[Image segmentation entries]
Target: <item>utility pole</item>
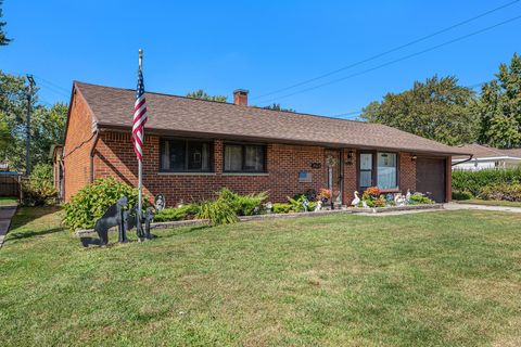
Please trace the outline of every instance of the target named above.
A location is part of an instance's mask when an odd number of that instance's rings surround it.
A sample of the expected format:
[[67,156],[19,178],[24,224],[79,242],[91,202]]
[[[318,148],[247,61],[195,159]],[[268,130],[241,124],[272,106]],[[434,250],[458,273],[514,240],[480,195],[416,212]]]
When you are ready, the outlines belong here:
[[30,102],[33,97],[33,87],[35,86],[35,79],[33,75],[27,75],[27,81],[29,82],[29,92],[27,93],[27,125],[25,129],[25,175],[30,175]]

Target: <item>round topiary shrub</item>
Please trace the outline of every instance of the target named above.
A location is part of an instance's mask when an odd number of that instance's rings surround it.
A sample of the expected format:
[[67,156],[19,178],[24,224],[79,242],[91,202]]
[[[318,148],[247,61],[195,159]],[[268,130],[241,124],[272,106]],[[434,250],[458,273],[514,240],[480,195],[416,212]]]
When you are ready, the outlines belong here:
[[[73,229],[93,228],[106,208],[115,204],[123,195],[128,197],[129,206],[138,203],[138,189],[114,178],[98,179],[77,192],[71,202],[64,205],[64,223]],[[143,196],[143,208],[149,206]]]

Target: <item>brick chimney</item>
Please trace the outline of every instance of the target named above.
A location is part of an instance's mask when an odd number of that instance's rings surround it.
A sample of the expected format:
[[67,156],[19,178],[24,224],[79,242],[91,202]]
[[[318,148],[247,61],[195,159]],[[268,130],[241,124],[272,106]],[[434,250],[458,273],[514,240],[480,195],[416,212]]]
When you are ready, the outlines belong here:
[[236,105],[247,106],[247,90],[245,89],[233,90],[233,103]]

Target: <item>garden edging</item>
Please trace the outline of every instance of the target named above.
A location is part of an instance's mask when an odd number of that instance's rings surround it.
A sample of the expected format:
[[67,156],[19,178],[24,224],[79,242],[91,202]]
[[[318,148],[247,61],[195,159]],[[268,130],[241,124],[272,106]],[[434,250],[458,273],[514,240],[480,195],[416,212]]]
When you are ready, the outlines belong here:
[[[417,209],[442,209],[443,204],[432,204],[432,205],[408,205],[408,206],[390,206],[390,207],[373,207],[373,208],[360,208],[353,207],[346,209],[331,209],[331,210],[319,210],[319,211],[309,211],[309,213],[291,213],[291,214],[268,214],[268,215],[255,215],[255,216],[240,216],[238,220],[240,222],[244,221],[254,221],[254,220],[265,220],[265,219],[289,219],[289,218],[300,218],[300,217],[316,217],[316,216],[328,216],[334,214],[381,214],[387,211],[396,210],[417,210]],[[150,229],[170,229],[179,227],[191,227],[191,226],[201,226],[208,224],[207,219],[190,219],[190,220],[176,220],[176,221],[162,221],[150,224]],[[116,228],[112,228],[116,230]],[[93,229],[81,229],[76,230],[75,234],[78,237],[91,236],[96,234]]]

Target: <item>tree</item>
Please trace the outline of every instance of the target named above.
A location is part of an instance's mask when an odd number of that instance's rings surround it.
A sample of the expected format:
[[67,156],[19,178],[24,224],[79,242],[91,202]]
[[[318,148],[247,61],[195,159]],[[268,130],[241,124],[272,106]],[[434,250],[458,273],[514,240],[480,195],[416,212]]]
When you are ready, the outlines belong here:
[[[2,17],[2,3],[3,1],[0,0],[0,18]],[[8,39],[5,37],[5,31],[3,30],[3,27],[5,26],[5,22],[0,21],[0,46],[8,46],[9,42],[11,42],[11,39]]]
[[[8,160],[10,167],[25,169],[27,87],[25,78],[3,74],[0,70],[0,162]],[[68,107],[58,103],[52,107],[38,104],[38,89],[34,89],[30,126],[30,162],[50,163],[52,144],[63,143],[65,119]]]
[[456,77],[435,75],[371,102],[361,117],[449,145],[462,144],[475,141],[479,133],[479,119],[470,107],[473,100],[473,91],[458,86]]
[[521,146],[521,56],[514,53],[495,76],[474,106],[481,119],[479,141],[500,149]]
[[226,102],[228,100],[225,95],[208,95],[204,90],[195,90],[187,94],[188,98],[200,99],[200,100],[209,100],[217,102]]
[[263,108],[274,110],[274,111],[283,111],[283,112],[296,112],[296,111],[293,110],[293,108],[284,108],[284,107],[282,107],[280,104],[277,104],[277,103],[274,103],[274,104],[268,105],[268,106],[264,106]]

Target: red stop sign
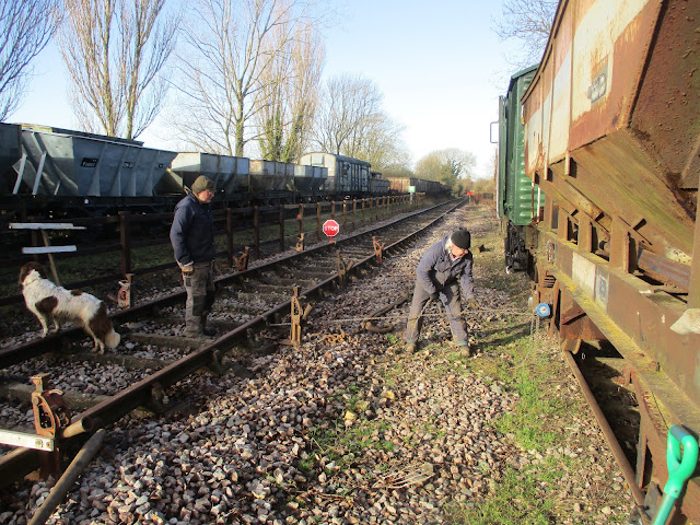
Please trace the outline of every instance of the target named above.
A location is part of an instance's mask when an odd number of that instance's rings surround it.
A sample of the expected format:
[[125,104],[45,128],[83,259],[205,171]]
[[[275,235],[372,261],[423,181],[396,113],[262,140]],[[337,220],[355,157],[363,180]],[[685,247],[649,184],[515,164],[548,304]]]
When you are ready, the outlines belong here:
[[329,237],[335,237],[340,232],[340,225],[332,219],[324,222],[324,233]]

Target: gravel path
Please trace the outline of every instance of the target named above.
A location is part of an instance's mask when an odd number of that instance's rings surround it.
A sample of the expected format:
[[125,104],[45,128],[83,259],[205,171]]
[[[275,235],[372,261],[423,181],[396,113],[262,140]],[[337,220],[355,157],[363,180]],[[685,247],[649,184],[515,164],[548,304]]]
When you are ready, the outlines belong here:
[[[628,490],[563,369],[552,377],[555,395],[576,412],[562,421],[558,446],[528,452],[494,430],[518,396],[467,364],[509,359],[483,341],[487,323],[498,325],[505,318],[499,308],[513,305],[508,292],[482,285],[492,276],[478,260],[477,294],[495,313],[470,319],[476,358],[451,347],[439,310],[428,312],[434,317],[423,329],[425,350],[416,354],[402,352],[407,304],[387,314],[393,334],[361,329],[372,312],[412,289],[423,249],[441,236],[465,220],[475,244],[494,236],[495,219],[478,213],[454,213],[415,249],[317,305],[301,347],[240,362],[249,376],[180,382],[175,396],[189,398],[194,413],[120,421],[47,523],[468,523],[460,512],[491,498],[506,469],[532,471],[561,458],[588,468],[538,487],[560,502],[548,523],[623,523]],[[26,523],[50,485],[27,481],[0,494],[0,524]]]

---

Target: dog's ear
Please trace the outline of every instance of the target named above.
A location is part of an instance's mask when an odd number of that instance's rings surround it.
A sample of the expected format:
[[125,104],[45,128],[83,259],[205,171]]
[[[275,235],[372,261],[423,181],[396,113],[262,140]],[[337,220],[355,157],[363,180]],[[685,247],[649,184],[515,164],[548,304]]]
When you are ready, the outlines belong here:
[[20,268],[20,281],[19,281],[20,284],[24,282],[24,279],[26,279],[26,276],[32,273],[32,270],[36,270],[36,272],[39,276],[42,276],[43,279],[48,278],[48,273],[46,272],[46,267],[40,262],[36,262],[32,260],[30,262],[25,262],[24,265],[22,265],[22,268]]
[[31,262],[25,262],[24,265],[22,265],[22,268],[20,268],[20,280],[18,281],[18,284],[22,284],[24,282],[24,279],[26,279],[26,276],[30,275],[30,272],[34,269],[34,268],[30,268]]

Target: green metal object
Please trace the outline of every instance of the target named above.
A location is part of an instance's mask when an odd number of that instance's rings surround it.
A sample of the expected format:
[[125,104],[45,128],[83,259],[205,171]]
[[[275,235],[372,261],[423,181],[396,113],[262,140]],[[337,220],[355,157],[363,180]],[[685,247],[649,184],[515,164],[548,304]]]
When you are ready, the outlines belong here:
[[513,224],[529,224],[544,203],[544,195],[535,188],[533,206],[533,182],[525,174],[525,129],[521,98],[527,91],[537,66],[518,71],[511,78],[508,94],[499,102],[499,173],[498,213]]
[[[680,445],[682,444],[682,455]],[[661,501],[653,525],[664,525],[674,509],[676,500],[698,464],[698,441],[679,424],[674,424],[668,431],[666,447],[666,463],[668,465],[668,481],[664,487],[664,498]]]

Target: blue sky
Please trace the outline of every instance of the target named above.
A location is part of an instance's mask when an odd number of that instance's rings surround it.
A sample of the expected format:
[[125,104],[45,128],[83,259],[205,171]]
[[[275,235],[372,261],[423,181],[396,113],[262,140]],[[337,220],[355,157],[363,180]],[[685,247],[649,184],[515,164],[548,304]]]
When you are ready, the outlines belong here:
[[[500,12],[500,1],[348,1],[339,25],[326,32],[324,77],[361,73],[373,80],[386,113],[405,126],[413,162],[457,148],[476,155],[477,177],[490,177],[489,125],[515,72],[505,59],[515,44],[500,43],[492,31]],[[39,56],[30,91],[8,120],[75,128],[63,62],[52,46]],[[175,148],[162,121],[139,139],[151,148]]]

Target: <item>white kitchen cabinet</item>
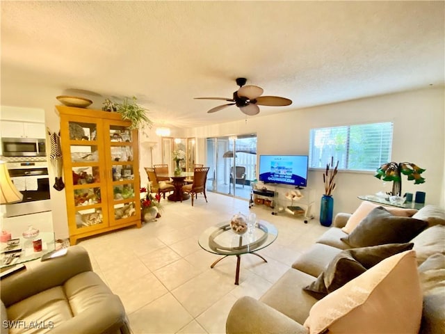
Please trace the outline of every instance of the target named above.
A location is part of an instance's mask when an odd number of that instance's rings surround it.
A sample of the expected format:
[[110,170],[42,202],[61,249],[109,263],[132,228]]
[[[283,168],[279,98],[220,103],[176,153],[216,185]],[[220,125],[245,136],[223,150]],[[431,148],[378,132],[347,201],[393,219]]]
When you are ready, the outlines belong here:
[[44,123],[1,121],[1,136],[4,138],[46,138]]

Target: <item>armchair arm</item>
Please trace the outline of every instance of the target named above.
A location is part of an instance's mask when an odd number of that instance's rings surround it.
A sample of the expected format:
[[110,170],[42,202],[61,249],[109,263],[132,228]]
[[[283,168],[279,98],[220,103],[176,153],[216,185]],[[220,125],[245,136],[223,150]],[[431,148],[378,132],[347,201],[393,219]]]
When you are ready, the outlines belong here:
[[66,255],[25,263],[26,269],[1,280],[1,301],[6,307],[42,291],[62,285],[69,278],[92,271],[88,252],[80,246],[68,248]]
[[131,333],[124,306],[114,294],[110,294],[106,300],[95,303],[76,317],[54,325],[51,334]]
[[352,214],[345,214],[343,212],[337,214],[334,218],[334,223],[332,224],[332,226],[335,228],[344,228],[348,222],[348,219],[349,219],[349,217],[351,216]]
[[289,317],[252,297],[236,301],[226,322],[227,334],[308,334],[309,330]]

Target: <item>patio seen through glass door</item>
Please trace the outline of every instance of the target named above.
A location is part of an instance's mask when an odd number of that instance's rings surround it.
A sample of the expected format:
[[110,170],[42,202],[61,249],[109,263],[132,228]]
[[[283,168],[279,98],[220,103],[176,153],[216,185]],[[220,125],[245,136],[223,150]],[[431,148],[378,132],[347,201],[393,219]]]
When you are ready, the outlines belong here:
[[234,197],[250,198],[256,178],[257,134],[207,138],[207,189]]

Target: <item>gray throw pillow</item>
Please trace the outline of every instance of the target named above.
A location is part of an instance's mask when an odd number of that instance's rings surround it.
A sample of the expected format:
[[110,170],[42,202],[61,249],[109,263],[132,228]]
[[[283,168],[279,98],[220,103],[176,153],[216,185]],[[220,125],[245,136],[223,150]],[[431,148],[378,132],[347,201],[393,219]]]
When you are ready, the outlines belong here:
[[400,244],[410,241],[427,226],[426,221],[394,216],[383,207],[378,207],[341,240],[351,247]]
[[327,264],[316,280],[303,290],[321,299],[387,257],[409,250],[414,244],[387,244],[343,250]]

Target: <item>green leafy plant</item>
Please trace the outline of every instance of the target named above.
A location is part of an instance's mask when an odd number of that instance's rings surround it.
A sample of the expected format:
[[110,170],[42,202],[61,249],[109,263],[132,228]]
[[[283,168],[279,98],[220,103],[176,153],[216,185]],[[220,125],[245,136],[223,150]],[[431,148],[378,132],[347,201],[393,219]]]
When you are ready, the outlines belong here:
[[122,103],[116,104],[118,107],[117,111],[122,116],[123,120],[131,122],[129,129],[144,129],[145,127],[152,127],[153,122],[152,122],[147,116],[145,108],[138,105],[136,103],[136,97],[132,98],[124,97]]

> **Task objective**
Count the lines in the entries above that contain the string "item" and give only that number.

> **Solution to this exercise**
10